**Brief**: Give back the entire listing exactly as it was provided.

━━━━━━━━

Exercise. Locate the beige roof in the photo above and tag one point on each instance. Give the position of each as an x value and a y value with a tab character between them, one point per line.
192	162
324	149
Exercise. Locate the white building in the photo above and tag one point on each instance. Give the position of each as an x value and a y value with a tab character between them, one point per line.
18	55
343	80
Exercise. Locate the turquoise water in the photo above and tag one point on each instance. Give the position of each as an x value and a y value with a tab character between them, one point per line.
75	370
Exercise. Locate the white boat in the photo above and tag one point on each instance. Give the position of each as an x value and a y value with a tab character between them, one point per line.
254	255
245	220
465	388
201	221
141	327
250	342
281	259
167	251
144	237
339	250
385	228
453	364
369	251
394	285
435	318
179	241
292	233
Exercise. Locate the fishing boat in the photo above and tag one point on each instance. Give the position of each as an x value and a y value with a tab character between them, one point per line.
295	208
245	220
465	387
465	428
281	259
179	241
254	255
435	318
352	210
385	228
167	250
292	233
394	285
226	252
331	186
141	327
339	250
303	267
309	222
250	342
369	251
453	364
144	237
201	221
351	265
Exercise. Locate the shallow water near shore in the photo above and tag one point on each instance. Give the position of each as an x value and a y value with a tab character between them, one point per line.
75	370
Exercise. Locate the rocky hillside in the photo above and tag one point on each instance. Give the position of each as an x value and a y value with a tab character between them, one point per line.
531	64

━━━━━━━━

**Task solution**:
Exercise. Locate the beige roof in the photo above and tag one point on each instance. Give the position of each as an x value and a y value with a tab character between them, one point per line.
192	162
324	149
Exercise. Locate the white building in the photo above and tag one point on each instance. Give the position of each as an x value and a y value with a tab character between them, one point per line.
18	55
343	80
Exercise. Locate the turquoise water in the photo above and tag one point on each instance. Give the position of each as an x value and a y value with a tab character between them, one point per line.
75	370
Exercise. Locate the white boat in the photo above and tag one point on each instance. Give the position of each as an x value and a y value with a tab character between them, one point per line.
254	255
245	220
465	388
201	221
141	327
250	342
281	259
167	251
144	237
339	250
385	228
453	364
369	251
394	285
435	318
179	241
292	233
Exercise. Locate the fishing boat in the photo above and tag one point on each instance. Give the position of each as an x value and a y value with a tab character between them, one point per line.
295	208
245	220
465	387
465	428
281	259
179	241
254	255
435	318
352	210
385	228
167	250
292	233
394	285
226	252
331	186
141	327
339	250
303	267
309	222
250	342
369	251
453	364
144	237
201	221
351	265
Exercise. Locate the shallow water near shore in the photo above and tag one point on each instance. Give the position of each as an x value and a y value with a tab character between them, one point per line.
75	370
Exercise. Locate the rocky hillside in the photo above and tag one point on each instance. Give the position of each as an x value and a y value with a tab character between them, one point per line.
531	64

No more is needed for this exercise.